• **Record excerpts**:

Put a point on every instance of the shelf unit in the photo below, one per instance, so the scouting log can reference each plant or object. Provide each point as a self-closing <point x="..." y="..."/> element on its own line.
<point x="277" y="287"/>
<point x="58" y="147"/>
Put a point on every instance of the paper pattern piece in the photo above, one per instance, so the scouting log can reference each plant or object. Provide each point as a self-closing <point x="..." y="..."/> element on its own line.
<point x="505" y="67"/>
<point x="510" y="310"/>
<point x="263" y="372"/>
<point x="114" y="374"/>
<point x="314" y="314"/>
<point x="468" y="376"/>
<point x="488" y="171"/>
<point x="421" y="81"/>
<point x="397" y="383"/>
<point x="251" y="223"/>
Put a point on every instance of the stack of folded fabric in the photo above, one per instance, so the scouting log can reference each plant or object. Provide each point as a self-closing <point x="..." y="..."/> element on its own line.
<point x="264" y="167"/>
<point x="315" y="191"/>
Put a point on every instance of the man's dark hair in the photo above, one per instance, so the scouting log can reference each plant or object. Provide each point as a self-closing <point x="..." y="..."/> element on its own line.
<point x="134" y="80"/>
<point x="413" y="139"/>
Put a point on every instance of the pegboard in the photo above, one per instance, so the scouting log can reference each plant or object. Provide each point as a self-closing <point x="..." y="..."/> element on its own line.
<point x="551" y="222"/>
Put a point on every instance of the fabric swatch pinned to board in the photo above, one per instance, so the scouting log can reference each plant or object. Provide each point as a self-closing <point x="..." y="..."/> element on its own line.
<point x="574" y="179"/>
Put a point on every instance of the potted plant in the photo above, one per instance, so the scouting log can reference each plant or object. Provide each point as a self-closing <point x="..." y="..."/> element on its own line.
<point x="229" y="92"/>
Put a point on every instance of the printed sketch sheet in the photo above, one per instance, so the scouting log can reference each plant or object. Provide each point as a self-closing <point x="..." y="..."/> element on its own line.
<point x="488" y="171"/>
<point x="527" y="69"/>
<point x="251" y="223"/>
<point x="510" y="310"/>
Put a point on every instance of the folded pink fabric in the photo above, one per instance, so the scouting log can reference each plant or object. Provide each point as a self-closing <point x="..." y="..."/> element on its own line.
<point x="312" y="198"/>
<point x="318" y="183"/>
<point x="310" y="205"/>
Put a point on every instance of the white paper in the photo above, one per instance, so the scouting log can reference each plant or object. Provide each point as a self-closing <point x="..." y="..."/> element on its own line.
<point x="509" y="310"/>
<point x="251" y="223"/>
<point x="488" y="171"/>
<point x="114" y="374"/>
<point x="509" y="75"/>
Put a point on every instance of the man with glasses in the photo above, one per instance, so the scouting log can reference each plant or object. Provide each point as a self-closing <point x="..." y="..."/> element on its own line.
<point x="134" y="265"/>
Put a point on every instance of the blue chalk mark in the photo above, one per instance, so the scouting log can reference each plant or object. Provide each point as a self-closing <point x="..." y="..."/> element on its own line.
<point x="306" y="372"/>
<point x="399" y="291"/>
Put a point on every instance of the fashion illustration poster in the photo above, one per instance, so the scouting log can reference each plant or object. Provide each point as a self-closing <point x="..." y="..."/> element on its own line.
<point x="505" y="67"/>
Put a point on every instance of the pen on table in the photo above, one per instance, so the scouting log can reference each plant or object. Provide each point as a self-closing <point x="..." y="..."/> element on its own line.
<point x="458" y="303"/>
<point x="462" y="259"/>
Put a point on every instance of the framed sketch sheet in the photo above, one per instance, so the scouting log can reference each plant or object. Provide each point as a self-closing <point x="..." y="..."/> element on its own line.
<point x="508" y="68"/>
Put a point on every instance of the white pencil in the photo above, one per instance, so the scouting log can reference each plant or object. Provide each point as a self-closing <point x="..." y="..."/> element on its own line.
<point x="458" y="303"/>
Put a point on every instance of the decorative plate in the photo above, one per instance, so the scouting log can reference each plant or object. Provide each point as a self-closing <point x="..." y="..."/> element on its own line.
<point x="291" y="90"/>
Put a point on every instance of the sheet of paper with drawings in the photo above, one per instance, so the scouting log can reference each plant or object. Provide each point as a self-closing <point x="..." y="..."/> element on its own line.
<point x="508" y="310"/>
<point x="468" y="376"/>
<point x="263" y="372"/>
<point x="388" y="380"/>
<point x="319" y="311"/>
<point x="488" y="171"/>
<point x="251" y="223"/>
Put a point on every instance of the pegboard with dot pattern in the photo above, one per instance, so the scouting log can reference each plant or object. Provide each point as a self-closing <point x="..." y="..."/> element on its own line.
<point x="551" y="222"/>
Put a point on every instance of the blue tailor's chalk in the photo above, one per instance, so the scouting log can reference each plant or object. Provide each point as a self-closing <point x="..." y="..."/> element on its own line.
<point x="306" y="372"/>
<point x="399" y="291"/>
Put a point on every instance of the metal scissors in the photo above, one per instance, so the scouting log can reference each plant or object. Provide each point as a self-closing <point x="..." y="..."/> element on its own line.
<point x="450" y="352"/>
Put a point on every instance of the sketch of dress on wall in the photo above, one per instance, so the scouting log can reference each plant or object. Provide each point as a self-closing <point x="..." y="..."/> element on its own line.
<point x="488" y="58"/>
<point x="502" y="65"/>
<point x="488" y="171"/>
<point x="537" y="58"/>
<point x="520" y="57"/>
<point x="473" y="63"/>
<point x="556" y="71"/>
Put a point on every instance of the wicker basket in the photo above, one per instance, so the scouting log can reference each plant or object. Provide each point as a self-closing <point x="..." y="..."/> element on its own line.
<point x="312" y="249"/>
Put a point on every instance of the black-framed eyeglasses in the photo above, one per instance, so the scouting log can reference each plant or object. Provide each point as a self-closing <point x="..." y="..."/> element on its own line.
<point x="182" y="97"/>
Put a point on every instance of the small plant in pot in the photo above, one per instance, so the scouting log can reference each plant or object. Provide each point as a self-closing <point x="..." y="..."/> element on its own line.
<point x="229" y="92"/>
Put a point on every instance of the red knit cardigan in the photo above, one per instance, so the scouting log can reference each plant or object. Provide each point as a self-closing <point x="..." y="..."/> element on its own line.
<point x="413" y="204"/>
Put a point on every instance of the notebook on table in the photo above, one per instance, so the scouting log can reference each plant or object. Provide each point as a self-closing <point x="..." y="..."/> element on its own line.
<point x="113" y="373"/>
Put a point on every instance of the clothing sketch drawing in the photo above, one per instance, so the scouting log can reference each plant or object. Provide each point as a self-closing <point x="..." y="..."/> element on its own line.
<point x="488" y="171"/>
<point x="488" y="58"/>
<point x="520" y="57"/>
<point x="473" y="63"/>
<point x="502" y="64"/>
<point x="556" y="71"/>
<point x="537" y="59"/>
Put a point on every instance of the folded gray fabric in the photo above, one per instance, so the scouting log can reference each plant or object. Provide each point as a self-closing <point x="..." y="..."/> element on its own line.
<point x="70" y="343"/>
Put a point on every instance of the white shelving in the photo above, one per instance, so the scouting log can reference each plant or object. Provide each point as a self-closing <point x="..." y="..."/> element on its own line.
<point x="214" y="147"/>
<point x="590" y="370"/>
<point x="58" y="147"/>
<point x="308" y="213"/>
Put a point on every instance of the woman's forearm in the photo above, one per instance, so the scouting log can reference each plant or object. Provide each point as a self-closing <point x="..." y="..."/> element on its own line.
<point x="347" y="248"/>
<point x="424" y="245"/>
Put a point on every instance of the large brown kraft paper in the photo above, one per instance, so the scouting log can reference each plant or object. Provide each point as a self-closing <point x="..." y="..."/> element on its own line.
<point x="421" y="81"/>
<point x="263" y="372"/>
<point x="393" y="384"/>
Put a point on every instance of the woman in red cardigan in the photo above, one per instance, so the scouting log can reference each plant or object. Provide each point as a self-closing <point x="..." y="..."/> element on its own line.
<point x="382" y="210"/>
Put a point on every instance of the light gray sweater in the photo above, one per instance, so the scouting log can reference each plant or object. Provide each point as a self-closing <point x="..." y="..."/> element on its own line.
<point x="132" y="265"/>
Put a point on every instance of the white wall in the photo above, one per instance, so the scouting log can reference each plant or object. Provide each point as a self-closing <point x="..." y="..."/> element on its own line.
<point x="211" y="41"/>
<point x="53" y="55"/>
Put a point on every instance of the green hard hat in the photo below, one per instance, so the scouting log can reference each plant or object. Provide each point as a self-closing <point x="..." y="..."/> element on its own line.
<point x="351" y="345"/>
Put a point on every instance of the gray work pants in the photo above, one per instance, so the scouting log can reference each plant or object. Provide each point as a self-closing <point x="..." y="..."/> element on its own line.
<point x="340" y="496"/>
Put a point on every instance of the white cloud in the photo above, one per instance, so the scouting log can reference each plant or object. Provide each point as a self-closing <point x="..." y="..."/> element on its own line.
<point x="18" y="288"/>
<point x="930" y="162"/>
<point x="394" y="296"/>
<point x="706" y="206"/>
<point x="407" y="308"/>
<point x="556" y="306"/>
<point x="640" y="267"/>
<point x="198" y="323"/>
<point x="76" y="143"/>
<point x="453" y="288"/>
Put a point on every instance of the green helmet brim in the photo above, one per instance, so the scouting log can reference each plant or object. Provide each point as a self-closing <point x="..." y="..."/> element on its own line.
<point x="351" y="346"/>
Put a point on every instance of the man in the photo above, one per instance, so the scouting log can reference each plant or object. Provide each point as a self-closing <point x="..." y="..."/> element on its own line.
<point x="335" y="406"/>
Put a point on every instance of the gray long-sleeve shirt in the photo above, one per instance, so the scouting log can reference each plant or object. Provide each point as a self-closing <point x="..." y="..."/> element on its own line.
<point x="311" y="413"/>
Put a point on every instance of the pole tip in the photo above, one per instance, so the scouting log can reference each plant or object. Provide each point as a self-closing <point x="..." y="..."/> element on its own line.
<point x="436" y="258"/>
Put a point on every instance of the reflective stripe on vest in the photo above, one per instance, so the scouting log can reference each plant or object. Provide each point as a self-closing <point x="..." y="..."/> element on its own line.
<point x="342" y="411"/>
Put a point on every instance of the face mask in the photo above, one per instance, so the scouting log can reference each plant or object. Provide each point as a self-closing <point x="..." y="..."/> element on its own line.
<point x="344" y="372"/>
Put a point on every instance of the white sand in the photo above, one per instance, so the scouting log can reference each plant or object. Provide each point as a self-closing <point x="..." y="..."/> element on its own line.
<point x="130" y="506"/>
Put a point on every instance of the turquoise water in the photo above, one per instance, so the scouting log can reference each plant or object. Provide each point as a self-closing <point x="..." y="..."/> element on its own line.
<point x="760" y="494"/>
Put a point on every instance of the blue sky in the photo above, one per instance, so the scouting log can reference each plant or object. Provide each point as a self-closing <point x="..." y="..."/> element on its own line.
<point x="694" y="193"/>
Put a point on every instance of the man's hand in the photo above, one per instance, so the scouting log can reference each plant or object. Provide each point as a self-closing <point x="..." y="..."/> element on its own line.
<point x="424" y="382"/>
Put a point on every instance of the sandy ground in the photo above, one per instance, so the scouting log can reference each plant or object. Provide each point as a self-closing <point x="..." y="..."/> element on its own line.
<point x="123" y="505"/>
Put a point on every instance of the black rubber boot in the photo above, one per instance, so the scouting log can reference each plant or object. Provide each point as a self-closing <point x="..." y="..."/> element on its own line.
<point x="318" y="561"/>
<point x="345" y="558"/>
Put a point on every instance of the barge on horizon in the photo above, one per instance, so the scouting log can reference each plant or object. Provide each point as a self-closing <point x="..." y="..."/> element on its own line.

• **Description of the task**: From the line containing "Put a point on every instance of the man's hand" through the closing line of the material above, return every line exactly and omit all others.

• **Result for this exercise**:
Put a point on every instance of the man's hand in the photo above, one per instance, so the scouting log can reference each plant or object. Provide each point as a self-closing <point x="..." y="..."/> element on its own line.
<point x="424" y="382"/>
Put a point on every instance of the sandy ground in the photo above, one per instance, so the scouting log can reference each plant or object. Provide each point as a self-closing <point x="..." y="..."/> element on its own line.
<point x="123" y="505"/>
Put a point on every instance of the black rubber boot in the photo above, one per instance, so the scouting log can reference each plant or object. Provide each point as a self-closing <point x="..." y="..."/> element on its own line.
<point x="318" y="561"/>
<point x="345" y="558"/>
Put a point on every instance of the barge on horizon in the photo above, one per instance, so the scouting log can reference each plant or object. Provide each point as a self-closing <point x="..." y="..."/> element on its own line.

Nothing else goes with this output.